*PROBLEM STATEMENT*
Print the data below without any changes, starting at the line that contains "Call locate_point to put a point on the white t-shirt, one" and stopping after the last line of the data.

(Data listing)

• • • • •

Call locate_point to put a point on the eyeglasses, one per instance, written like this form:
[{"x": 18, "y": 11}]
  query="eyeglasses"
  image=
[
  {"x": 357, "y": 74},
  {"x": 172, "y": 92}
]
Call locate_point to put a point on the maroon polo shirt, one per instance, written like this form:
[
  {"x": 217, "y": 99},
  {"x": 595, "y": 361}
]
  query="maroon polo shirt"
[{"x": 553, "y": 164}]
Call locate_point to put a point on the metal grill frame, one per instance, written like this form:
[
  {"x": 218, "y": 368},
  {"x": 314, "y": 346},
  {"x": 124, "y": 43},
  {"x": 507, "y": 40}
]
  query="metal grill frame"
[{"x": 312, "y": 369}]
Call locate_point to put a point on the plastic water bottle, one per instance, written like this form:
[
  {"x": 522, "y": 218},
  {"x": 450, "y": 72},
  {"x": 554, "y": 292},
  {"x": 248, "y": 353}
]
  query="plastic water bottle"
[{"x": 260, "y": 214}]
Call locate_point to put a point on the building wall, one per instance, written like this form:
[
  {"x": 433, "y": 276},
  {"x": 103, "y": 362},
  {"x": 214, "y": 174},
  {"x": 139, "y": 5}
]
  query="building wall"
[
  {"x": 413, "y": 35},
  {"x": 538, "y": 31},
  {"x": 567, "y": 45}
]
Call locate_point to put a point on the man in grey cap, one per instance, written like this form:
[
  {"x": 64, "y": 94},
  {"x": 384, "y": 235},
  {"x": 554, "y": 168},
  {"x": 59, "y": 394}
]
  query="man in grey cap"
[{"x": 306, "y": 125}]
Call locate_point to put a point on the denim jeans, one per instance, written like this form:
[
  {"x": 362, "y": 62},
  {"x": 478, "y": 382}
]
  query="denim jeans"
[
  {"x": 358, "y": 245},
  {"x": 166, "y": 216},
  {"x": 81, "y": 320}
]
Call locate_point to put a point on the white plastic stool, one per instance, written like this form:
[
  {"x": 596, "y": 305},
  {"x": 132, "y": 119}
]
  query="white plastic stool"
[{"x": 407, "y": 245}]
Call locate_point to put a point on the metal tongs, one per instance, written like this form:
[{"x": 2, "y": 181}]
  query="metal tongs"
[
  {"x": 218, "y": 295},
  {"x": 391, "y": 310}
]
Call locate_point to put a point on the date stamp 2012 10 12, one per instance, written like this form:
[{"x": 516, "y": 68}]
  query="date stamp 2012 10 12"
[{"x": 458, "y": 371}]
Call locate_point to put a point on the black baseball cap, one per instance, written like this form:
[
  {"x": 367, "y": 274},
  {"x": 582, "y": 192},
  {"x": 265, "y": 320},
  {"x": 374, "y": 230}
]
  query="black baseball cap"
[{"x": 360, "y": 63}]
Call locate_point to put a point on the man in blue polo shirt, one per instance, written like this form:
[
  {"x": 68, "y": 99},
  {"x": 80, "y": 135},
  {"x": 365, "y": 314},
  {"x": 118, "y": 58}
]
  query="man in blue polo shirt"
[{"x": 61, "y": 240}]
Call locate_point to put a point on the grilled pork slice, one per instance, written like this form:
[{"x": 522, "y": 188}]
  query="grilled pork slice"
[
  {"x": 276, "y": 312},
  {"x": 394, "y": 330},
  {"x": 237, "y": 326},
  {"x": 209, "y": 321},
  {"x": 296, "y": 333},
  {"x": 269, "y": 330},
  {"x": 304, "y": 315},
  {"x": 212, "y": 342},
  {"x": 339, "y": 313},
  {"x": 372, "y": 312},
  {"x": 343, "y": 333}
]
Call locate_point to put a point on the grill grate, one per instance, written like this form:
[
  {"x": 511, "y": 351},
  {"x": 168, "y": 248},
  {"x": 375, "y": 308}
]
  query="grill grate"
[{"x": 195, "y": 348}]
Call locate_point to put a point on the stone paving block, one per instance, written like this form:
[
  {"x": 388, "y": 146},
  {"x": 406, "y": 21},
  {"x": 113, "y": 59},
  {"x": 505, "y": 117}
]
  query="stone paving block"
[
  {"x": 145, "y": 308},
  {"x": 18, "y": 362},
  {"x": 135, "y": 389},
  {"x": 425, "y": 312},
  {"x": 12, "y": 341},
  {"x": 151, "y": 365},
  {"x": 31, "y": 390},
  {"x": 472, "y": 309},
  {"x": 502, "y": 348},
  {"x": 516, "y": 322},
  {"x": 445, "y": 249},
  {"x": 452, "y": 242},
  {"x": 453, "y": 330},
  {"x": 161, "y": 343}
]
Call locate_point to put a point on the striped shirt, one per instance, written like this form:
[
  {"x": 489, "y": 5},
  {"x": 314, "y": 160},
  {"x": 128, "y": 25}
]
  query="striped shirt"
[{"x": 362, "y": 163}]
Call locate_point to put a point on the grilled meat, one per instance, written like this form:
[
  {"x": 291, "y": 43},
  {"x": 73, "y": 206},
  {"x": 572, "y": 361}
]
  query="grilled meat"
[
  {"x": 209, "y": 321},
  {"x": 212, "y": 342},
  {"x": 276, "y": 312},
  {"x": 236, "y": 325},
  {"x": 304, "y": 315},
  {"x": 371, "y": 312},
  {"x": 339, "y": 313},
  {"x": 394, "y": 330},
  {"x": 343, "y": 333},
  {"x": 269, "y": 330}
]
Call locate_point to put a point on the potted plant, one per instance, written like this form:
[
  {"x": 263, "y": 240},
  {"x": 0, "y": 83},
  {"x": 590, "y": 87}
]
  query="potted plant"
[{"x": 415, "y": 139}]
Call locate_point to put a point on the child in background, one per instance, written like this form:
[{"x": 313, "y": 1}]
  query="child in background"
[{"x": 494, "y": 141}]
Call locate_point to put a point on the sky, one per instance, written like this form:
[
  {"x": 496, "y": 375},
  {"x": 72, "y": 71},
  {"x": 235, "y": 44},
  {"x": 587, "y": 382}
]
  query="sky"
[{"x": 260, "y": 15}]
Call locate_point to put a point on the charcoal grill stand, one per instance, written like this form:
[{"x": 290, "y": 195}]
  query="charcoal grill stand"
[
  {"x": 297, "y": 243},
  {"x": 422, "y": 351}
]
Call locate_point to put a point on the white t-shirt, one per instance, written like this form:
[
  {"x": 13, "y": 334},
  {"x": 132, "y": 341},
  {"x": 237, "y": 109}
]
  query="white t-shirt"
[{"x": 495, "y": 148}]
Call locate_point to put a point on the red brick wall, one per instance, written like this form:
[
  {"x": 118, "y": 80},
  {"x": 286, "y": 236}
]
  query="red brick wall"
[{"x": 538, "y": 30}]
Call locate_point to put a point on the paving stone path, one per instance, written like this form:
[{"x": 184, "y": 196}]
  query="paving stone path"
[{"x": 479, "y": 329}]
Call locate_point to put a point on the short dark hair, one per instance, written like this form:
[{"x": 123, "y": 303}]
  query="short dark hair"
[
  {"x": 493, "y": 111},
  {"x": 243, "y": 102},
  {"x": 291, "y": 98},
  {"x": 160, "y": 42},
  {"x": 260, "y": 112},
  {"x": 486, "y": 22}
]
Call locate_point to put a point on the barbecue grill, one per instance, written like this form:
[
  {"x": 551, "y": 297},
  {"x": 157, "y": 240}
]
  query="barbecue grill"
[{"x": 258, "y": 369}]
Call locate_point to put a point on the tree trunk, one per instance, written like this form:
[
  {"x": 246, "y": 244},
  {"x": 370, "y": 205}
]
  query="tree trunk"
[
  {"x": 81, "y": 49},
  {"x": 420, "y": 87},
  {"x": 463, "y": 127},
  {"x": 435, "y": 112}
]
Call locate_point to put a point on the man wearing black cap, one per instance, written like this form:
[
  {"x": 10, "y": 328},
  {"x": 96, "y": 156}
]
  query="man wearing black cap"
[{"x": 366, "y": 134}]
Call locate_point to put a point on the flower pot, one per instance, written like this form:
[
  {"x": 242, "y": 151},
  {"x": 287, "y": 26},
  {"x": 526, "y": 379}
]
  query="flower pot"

• • • • •

*RESULT FOR THIS EXERCISE*
Call locate_point to put a point on the white t-shirt, one per instance, written like this form:
[
  {"x": 13, "y": 334},
  {"x": 132, "y": 341},
  {"x": 237, "y": 109}
]
  query="white t-shirt"
[{"x": 495, "y": 148}]
Call locate_point to put a point on the red brick wall, one per instance, written like this form:
[
  {"x": 118, "y": 80},
  {"x": 286, "y": 236}
]
  query="red brick wall"
[{"x": 538, "y": 30}]
Call locate_point to put a point on the paving stone path, one per instance, written like this form:
[{"x": 184, "y": 196}]
  query="paving stone path"
[{"x": 479, "y": 329}]
Call locate_point to put a point on the short dark hair, one per instance, written like this form:
[{"x": 123, "y": 303}]
  query="short dark hair"
[
  {"x": 493, "y": 111},
  {"x": 243, "y": 102},
  {"x": 291, "y": 98},
  {"x": 160, "y": 42},
  {"x": 260, "y": 112},
  {"x": 486, "y": 22}
]
Call locate_point to put a point on the barbecue grill, one per instance, written like this form:
[
  {"x": 551, "y": 297},
  {"x": 157, "y": 240}
]
  query="barbecue grill"
[{"x": 258, "y": 369}]
Call locate_point to put a point on the tree trunk, one per instance, written like this form:
[
  {"x": 246, "y": 244},
  {"x": 370, "y": 205}
]
  query="tree trunk"
[
  {"x": 81, "y": 49},
  {"x": 420, "y": 87},
  {"x": 463, "y": 127},
  {"x": 435, "y": 112}
]
Call locate_point to put a point on the man wearing black cap, one per instance, written like this form:
[
  {"x": 10, "y": 328},
  {"x": 96, "y": 156}
]
  query="man wearing black cap"
[{"x": 366, "y": 134}]
Call locate_point to put a point on the flower pot, one per instance, written like this form:
[
  {"x": 242, "y": 151},
  {"x": 287, "y": 26},
  {"x": 526, "y": 379}
]
  query="flower pot"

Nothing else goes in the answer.